** BEGIN MATERIAL SUPPLIED **

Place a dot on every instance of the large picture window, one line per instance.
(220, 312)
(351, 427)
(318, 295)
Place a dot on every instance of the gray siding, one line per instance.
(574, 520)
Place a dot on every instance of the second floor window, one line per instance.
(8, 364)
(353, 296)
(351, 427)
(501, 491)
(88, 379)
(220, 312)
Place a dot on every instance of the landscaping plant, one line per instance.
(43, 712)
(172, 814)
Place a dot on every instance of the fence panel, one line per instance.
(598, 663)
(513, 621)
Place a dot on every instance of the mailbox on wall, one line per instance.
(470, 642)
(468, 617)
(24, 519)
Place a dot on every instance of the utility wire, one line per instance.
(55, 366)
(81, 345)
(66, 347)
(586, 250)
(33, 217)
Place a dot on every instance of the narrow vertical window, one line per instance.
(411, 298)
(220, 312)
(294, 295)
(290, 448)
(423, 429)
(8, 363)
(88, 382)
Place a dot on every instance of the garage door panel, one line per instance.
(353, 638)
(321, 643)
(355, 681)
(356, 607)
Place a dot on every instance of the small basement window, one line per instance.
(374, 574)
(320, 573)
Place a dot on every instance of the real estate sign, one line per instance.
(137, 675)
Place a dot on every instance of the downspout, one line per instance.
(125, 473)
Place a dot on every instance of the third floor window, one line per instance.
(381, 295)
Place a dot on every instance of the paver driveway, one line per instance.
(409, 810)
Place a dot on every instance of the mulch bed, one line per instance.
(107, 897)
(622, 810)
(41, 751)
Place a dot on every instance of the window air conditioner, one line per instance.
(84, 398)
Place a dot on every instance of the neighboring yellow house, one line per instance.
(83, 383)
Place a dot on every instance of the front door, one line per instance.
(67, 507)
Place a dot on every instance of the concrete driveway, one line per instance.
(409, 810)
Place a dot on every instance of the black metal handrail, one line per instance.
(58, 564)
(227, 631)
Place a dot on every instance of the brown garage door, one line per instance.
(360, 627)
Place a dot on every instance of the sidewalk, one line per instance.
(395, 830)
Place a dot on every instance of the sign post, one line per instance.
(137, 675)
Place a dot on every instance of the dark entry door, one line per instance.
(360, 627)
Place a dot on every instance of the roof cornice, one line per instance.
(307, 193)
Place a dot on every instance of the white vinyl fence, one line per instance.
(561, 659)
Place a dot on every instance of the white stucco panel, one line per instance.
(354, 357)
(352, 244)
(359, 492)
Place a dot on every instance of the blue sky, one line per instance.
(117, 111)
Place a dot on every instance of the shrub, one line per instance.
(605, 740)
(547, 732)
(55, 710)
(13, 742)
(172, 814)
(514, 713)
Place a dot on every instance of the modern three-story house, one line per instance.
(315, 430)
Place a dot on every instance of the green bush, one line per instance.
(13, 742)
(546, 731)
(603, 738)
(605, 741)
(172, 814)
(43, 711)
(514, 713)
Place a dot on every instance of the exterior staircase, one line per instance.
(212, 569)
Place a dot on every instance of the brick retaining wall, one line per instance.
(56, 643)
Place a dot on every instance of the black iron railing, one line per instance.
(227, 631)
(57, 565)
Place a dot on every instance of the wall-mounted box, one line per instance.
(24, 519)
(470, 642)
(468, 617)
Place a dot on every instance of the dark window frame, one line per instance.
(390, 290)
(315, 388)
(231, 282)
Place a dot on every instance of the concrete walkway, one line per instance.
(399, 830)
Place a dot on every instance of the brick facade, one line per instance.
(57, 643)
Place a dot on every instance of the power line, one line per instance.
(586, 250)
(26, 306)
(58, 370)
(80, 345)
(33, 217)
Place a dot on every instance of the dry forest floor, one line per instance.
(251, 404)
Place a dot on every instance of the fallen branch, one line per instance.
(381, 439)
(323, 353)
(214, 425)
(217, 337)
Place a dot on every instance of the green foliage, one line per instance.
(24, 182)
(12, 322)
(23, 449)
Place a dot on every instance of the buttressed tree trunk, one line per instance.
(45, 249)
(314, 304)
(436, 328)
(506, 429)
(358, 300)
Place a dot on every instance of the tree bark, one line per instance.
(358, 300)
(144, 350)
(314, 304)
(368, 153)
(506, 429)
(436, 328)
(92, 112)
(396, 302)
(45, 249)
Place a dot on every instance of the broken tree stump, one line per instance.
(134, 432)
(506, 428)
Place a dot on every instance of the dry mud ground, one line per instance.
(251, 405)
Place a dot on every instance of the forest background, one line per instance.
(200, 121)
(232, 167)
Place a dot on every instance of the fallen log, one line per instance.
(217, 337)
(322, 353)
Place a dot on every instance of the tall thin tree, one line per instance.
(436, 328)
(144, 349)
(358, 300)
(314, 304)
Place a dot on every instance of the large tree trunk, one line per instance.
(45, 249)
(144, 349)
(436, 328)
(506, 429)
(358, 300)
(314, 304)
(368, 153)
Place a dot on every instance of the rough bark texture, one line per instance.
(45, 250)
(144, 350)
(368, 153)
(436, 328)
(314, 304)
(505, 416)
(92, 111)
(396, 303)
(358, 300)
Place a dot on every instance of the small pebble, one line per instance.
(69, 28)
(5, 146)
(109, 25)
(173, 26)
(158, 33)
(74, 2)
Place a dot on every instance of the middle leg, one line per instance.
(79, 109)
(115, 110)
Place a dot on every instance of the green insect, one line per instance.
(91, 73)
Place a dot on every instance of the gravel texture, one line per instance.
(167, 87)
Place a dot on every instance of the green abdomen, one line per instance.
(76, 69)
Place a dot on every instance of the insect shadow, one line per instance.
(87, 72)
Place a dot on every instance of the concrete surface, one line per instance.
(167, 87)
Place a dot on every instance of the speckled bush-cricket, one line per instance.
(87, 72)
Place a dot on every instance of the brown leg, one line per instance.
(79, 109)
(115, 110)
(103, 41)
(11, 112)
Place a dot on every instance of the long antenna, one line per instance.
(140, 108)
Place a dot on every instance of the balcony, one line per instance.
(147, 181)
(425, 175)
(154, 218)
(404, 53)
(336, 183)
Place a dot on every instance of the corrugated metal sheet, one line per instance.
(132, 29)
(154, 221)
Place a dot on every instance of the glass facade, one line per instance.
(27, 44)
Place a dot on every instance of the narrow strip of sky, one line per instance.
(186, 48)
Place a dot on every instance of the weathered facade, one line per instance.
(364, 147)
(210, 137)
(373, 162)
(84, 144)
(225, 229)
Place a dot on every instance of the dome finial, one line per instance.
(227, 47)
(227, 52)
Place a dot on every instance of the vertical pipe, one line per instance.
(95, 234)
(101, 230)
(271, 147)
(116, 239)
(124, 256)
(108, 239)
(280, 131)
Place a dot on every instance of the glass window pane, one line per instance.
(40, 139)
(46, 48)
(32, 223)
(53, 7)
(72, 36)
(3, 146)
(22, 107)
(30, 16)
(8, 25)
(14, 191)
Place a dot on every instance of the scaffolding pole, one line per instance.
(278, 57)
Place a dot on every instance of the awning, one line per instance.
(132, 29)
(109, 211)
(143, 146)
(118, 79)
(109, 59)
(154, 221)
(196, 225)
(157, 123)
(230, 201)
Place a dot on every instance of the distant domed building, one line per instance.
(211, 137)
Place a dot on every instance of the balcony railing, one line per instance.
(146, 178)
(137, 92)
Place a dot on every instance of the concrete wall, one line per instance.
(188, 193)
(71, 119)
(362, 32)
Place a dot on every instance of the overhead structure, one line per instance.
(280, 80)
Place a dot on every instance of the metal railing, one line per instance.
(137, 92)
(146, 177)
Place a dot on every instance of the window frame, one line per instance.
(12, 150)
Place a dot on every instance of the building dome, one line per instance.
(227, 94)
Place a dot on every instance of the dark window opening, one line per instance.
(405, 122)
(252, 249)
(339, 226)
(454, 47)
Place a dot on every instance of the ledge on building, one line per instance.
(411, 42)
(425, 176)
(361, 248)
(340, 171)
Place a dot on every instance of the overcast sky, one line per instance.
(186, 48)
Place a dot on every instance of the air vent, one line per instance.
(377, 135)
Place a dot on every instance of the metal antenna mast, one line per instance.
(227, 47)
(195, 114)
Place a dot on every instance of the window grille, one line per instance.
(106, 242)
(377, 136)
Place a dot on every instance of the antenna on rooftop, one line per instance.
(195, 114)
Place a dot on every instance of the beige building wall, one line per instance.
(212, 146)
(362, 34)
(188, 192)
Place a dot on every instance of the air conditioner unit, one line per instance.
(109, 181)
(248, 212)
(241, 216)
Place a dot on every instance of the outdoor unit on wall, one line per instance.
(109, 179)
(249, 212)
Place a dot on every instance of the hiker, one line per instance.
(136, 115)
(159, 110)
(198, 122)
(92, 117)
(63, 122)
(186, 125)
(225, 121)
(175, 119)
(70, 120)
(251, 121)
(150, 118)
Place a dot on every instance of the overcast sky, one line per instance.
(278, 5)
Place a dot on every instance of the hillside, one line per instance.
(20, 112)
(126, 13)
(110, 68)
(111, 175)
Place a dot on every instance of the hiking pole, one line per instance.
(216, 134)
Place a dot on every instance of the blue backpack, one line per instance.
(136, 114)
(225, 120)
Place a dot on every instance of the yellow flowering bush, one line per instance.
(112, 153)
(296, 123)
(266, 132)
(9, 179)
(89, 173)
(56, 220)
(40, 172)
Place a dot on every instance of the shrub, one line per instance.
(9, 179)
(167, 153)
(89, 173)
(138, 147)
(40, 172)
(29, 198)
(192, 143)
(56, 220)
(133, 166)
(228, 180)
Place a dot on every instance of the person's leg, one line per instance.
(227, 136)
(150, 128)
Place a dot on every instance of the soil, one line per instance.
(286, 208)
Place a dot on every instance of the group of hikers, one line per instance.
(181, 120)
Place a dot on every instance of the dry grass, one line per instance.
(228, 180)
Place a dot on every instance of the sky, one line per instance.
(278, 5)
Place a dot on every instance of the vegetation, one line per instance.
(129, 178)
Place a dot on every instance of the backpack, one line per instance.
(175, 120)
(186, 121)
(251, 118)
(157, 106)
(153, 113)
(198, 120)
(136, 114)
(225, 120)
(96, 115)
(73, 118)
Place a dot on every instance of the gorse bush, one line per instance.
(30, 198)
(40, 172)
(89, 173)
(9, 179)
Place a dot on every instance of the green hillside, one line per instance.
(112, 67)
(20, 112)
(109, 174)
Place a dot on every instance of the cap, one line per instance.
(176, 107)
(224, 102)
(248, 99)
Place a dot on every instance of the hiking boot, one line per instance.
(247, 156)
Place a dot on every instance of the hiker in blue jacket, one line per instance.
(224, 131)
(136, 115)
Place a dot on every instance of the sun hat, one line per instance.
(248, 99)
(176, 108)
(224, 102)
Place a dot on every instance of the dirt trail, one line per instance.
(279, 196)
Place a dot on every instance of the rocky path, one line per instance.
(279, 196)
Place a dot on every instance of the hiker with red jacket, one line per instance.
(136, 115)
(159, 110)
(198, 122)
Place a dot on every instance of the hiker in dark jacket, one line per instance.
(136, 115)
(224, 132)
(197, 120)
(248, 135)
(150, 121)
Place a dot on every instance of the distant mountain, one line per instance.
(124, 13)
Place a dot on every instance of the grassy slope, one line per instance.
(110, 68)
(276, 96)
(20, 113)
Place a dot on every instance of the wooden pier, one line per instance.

** END MATERIAL SUPPLIED **

● **EXERCISE INSTRUCTIONS**:
Copy exactly the lines of the listing above, beginning at the line with "Place a dot on every instance of the dirt" and ending at its final line; write out nothing else.

● **WORKED ANSWER**:
Place a dot on every instance of the dirt trail, one line per instance.
(279, 196)
Place a dot on every instance of the rocky path, one line per instance.
(279, 196)
Place a dot on every instance of the hiker with red jacket, one line per instance.
(136, 115)
(159, 110)
(198, 122)
Place a dot on every instance of the hiker in dark jacket, one line per instance.
(136, 115)
(224, 132)
(197, 120)
(248, 135)
(150, 121)
Place a dot on every instance of the distant mountain, one line per instance.
(124, 13)
Place a dot on every instance of the grassy slope, one line per instance.
(110, 68)
(276, 96)
(20, 113)
Place a dot on every instance of the wooden pier, one line per instance.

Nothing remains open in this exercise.